Rows:
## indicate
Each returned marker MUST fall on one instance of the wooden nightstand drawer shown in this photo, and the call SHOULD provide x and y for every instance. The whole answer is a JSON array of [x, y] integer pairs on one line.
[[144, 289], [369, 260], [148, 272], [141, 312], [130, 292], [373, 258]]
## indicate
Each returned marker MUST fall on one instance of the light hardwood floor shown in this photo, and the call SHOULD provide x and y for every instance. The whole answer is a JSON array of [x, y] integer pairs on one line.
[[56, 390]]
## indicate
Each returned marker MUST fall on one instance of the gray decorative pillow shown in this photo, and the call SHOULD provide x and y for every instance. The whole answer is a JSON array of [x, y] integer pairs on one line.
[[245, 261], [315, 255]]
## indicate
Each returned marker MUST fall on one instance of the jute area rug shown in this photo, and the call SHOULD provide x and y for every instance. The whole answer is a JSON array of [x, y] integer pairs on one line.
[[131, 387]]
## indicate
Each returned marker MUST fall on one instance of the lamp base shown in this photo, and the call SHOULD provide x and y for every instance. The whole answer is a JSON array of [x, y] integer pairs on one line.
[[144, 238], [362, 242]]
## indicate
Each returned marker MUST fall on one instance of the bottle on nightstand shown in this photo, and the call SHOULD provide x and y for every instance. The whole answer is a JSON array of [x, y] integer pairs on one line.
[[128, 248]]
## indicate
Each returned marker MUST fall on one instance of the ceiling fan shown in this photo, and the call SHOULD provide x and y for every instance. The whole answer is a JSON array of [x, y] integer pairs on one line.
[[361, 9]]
* * *
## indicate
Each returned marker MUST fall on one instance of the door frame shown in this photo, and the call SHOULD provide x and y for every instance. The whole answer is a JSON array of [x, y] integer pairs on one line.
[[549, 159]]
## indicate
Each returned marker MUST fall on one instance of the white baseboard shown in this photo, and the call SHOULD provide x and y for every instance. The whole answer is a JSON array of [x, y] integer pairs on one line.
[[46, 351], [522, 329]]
* * *
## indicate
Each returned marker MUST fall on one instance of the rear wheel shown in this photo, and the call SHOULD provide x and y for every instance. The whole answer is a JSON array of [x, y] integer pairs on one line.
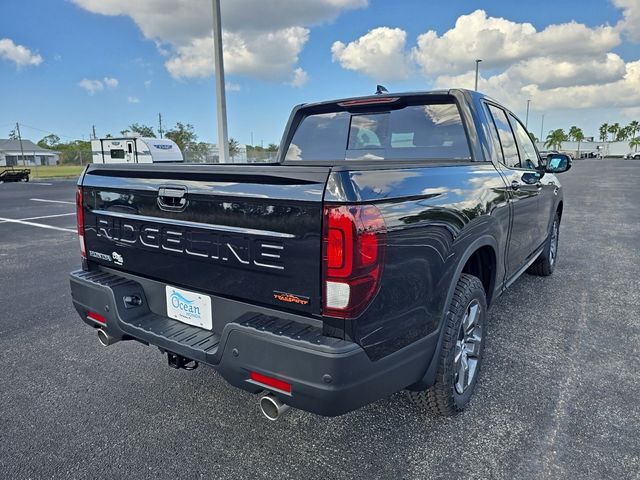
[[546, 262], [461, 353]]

Exercise details: Extract each line of the records that contains the word "nightstand", matching case exactly.

Response to this exercise:
Each returned marker MUST fall on one instance of the wooden nightstand drawer shown in this photo, and the call SHOULD provide x and y for every instance. The whole answer is a JSON array of [x, y] integer pairs on one line.
Each returned marker MUST fall on one instance of the bottle on nightstand shown in this photo, and the call SHOULD provide x and y for every instance. The whole answer is a JSON array of [x, y] integer pairs on one line.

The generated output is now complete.